Extract all of the entries and set them down verbatim.

-=-=-

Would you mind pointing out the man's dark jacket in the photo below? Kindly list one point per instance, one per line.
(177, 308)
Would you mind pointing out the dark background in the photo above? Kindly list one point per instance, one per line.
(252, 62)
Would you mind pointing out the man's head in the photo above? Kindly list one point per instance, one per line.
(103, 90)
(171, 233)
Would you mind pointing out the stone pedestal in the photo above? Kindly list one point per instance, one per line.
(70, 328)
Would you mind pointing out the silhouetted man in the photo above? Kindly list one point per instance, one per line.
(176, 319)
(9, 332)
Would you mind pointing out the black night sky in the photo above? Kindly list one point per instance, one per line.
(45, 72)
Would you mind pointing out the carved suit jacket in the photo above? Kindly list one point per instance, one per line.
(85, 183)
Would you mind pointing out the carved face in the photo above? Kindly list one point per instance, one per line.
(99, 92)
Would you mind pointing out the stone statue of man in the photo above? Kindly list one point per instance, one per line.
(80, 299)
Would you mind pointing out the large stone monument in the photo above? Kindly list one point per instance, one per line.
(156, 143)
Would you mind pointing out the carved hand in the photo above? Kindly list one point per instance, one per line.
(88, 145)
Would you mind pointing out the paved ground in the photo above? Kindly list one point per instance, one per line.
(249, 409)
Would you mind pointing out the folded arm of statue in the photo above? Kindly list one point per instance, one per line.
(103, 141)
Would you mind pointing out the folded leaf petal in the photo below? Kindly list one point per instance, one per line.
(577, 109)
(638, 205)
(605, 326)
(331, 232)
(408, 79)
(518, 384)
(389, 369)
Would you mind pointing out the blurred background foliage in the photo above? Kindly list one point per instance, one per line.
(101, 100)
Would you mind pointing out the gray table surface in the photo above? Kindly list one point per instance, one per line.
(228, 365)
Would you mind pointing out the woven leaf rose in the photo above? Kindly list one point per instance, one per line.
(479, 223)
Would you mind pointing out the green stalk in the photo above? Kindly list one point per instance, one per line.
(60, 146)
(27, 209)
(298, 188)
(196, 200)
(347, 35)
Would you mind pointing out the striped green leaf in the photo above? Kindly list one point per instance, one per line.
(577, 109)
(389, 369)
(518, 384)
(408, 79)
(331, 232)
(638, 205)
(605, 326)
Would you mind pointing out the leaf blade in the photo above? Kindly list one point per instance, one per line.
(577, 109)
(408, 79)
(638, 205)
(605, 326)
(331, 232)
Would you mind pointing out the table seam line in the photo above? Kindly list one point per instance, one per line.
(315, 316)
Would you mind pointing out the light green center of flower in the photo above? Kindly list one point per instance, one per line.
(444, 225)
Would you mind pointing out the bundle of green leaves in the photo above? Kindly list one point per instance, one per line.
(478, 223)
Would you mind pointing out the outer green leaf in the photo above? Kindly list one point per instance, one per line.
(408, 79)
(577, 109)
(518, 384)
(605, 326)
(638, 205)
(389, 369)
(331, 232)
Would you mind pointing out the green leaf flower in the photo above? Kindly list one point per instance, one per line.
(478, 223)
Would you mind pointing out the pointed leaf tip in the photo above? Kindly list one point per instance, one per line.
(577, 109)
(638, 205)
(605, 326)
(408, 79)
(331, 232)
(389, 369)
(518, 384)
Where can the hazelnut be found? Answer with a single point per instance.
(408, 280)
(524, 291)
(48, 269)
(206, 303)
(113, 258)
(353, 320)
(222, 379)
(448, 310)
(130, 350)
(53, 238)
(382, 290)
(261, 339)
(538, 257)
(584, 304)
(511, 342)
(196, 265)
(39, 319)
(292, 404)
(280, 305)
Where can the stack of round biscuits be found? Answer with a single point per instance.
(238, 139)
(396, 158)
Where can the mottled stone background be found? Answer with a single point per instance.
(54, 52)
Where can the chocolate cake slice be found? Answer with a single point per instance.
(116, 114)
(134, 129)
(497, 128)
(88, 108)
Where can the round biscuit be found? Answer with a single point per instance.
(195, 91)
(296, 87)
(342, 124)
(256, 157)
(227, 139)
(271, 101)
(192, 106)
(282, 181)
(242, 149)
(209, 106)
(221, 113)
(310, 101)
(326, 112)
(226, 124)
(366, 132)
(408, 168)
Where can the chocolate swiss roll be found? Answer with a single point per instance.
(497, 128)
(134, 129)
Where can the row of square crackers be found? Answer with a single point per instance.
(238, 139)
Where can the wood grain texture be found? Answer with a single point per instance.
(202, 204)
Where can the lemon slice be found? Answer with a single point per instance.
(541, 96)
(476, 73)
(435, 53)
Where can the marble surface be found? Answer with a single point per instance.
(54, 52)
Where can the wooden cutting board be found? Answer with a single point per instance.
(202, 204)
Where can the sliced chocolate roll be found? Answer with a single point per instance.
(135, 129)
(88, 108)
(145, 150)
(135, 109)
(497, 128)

-=-=-

• _Exercise answer_
Would you mind pointing out the man's dark jacket in the photo below? Kindly list one point per instance, one per line.
(177, 308)
Would you mind pointing out the dark background in the photo above? Kindly list one point per instance, one per line.
(252, 62)
Would you mind pointing out the man's head in the photo above? Kindly list one point per instance, one per line.
(103, 90)
(171, 233)
Would you mind pointing out the stone pedestal in the photo above? Kindly list one point per instance, one per line.
(70, 328)
Would you mind pointing out the silhouetted man in the photo above? Kindly list one point per instance, one per line.
(176, 319)
(9, 332)
Would you mind pointing out the black night sky in the photo above? Kindly list one point per instance, one per line.
(45, 72)
Would you mind pointing out the carved suit jacket in the photo above? Kindly list one point per instance, one per line.
(85, 183)
Would you mind pointing out the carved face in the photo above? Kindly list one point per instance, one per line.
(99, 92)
Would you mind pointing out the stone statue of man in the photo above? Kindly list one point per instance, one per line.
(80, 299)
Would you mind pointing out the large stone monument in the photo above? Kindly list one point per instance, one per line.
(156, 143)
Would you mind pointing out the carved hand in the photo above? Kindly list one point per instance, one per line.
(88, 145)
Would you mind pointing out the paved ground in the photo above? Kindly list one point per instance, one per line.
(249, 409)
Would you mind pointing out the folded arm of statue in the photo above? Kindly list one point per instance, one per line.
(103, 141)
Would you mind pointing out the folded leaf petal in the photo below? Kindly list one point per instance, one per line.
(577, 109)
(638, 205)
(605, 326)
(331, 232)
(408, 79)
(518, 384)
(389, 369)
Would you mind pointing out the blurred background foliage in the photo above? Kindly list one point per instance, one per line.
(101, 100)
Would you mind pointing out the gray table surface in the photo above? Kindly list one point per instance, one per line.
(228, 365)
Would you mind pointing out the woven leaf rose in the photo above? Kindly list one point per instance, one per line.
(479, 223)
Would you mind pointing out the green stalk in the photo above? Kindly list one point per instance, one per line.
(60, 146)
(27, 209)
(298, 188)
(196, 200)
(347, 35)
Would you mind pointing out the striped green leaf in the photo above? Kindly list one point per instance, one per line.
(577, 109)
(389, 369)
(518, 384)
(408, 79)
(331, 232)
(638, 205)
(605, 326)
Would you mind pointing out the leaf blade in the photo above? Kindly list one point per instance, one per line.
(577, 109)
(408, 79)
(638, 205)
(605, 326)
(331, 232)
Would you mind pointing out the table seam line in the photo above? Kindly list one point per instance, one per line.
(315, 316)
Would you mind pointing out the light green center of flower in the photo above? Kindly list one point per instance, one per line.
(444, 225)
Would you mind pointing out the bundle of green leaves in the photo above? Kindly list one point per instance, one per line.
(478, 223)
Would you mind pointing out the outer green leaf in the photo above? Kindly list one point per instance, one per line.
(408, 79)
(577, 109)
(518, 384)
(605, 326)
(638, 205)
(389, 369)
(331, 232)
Would you mind pointing out the green leaf flower in the photo above? Kindly list one point per instance, one per line.
(478, 223)
Would you mind pointing out the pointed leaf tip in the photo above? Kindly list one point per instance, one per line.
(577, 109)
(638, 205)
(605, 326)
(408, 79)
(331, 232)
(389, 369)
(518, 384)
Where can the hazelnut be found? Answer with a single point per instance.
(408, 280)
(524, 291)
(48, 269)
(206, 303)
(113, 258)
(353, 320)
(222, 379)
(448, 310)
(130, 350)
(53, 238)
(382, 290)
(261, 339)
(538, 257)
(584, 304)
(511, 342)
(196, 265)
(39, 319)
(292, 404)
(280, 305)
Where can the stack of round biscuits be found? Answer with a single point per instance.
(238, 139)
(396, 158)
Where can the mottled stone background be found? Answer with a single point per instance.
(54, 52)
Where can the chocolate cake slice be found? Answer with a single point per instance.
(116, 114)
(134, 129)
(497, 128)
(88, 108)
Where can the round biscuit be found? Answer with a single point per instance.
(195, 91)
(296, 87)
(342, 124)
(256, 157)
(227, 139)
(271, 101)
(192, 106)
(282, 181)
(242, 149)
(209, 106)
(221, 113)
(310, 101)
(326, 112)
(226, 124)
(366, 132)
(408, 168)
Where can the chocolate swiss roll be found? Answer with a single point per instance.
(497, 128)
(134, 129)
Where can the row of square crackers be found? Answer with a single point per instance.
(238, 139)
Where can the wood grain texture be found? Answer with a single point per instance.
(202, 204)
Where can the lemon slice be found? Answer with a single point per instance.
(541, 96)
(476, 73)
(435, 53)
Where can the marble surface be found? Answer with a single point per instance.
(54, 52)
Where can the wooden cutting board be found? Answer with a single point per instance.
(202, 204)
Where can the sliced chocolate roll be found? Answer with a single point per instance.
(135, 129)
(88, 108)
(145, 150)
(135, 109)
(497, 128)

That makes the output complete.